-- Provided records follows --
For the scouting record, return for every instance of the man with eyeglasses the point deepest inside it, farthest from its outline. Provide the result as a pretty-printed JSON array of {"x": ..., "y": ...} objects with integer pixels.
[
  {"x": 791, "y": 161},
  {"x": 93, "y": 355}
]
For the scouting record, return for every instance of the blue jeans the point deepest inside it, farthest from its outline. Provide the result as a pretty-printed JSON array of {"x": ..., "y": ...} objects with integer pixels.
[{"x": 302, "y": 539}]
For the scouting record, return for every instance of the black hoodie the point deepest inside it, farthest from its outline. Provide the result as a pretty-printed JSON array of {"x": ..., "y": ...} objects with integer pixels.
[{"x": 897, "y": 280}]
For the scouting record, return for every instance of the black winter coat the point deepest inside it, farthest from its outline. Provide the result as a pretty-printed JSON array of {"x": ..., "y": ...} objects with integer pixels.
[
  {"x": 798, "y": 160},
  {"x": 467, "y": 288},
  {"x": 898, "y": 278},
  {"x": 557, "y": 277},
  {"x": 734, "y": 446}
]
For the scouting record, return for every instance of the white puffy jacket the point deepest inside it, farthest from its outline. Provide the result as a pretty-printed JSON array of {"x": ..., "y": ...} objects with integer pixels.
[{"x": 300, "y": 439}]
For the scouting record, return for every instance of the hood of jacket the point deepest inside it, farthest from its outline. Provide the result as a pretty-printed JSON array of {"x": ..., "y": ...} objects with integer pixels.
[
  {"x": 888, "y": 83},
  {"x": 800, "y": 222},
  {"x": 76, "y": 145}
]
-- Provided records concluded --
Repeat each record verbatim.

For the scouting record, return for every instance of the man with eyeglasses the point deepest inside it, farthest from its outline. Provide the result as a pretty-printed JSON array of {"x": ..., "y": ...} objects with integer pixels.
[
  {"x": 791, "y": 161},
  {"x": 93, "y": 355}
]
For the scouting record, return for every instance of the blue jeans the point deepest inside it, farthest from its outline. Provide the result as a pretty-printed JSON array of {"x": ..., "y": ...} objects with integer pixels.
[{"x": 302, "y": 539}]
For the scouting record, return for every instance of the black hoodie the point deepest inside it, farthest from its outline. Provide the result as a pretty-printed JSON array of {"x": ..., "y": ...} objects with integer pixels.
[{"x": 897, "y": 280}]
For the scouting record, return for every instance of the black winter coat the point deepest inside it, farthest from its outline. Provide the result as a pretty-printed JSON array of {"x": ..., "y": ...} objects with integer pixels.
[
  {"x": 798, "y": 160},
  {"x": 467, "y": 288},
  {"x": 898, "y": 278},
  {"x": 557, "y": 277},
  {"x": 734, "y": 446}
]
For the scouting record, return for every instance of the white puffy jacket the point deepest inside it, farthest from its outline. Provide the result as a pretty-printed JSON array of {"x": ..., "y": ...} objects with integer pixels.
[{"x": 300, "y": 439}]
For the scouting record, return for every instance of the hood of jacket the point deepest inside it, farthest from its outline. Provide the result as a pretty-printed JSON array of {"x": ..., "y": ...} objects with integer pixels.
[
  {"x": 888, "y": 83},
  {"x": 800, "y": 222},
  {"x": 76, "y": 145}
]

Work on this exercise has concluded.